== Exercise prompt ==
Each line below is to be written out once more, precisely as given.

[Data excerpts]
>>
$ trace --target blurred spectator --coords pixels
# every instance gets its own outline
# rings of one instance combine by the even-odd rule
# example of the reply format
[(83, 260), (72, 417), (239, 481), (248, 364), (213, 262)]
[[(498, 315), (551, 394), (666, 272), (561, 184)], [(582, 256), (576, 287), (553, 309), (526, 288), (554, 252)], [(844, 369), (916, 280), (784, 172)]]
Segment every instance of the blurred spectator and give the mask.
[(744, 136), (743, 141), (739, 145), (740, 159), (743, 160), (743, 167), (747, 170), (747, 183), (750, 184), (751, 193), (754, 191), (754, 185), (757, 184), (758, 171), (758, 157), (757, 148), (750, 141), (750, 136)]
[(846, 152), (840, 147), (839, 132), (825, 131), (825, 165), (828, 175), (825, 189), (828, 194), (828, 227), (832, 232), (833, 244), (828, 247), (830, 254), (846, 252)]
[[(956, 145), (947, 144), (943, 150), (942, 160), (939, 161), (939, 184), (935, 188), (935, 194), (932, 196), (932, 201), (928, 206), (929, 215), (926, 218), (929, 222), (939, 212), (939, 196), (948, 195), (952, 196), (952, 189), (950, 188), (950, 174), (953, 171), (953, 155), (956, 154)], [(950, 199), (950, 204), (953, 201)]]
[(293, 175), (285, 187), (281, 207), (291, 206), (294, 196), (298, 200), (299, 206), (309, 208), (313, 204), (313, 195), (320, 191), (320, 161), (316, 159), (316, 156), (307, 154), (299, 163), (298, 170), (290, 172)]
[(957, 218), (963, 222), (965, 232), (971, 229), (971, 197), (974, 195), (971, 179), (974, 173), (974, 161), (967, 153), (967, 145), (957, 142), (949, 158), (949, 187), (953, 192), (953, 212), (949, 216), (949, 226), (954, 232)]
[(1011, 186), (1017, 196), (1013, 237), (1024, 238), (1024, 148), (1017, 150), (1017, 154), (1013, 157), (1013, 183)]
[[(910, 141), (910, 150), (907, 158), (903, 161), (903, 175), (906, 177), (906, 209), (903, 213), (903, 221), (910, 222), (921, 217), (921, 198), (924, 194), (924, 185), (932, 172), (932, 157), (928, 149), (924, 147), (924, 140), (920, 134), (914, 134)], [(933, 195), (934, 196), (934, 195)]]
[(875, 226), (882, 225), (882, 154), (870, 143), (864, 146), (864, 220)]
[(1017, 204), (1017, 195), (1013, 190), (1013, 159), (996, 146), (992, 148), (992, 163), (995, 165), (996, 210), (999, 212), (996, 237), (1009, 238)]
<<
== Problem solution ==
$ trace --target blurred spectator --coords pixels
# every instance gets its own outline
# rings of one instance combine by the even-odd rule
# example of the reply format
[(83, 260), (72, 417), (239, 481), (248, 364), (213, 262)]
[[(498, 315), (551, 394), (666, 272), (561, 184)], [(582, 256), (576, 287), (553, 309), (526, 288), (554, 252)], [(844, 369), (916, 280), (784, 172)]]
Segment every instance of the blurred spectator and give the mask.
[(744, 136), (743, 141), (739, 145), (740, 159), (743, 160), (743, 167), (747, 170), (747, 183), (750, 184), (751, 193), (754, 191), (754, 185), (757, 184), (758, 171), (758, 157), (757, 148), (750, 141), (750, 136)]
[(846, 152), (840, 147), (839, 132), (825, 131), (825, 165), (828, 175), (825, 189), (828, 194), (828, 227), (832, 232), (833, 244), (828, 247), (830, 254), (846, 252)]
[[(956, 145), (947, 144), (943, 150), (942, 160), (939, 161), (939, 184), (935, 188), (935, 194), (932, 196), (932, 201), (928, 206), (929, 215), (926, 218), (929, 222), (939, 212), (939, 196), (948, 195), (952, 196), (952, 189), (950, 188), (950, 174), (953, 171), (953, 155), (956, 154)], [(950, 199), (950, 204), (953, 201)]]
[(293, 175), (285, 187), (281, 207), (291, 206), (294, 196), (298, 200), (299, 206), (309, 208), (313, 204), (313, 195), (320, 191), (320, 161), (316, 159), (316, 156), (307, 154), (299, 163), (298, 170), (290, 172)]
[(957, 218), (963, 222), (965, 232), (971, 229), (971, 197), (974, 195), (971, 179), (974, 173), (974, 161), (967, 153), (967, 145), (957, 142), (949, 158), (949, 187), (953, 192), (953, 212), (949, 216), (949, 226), (954, 232)]
[(1011, 186), (1017, 196), (1013, 237), (1024, 238), (1024, 148), (1017, 150), (1017, 154), (1013, 157), (1013, 183)]
[[(910, 141), (910, 150), (907, 158), (903, 161), (903, 175), (906, 177), (906, 209), (903, 213), (903, 221), (910, 222), (921, 217), (921, 198), (924, 194), (924, 185), (932, 172), (932, 157), (928, 149), (924, 147), (924, 140), (920, 134), (914, 134)], [(933, 195), (934, 196), (934, 195)]]
[(875, 226), (882, 225), (882, 154), (870, 143), (864, 146), (864, 220)]
[(1017, 204), (1017, 195), (1013, 190), (1013, 159), (996, 146), (992, 148), (992, 163), (995, 165), (996, 210), (999, 212), (996, 237), (1009, 238)]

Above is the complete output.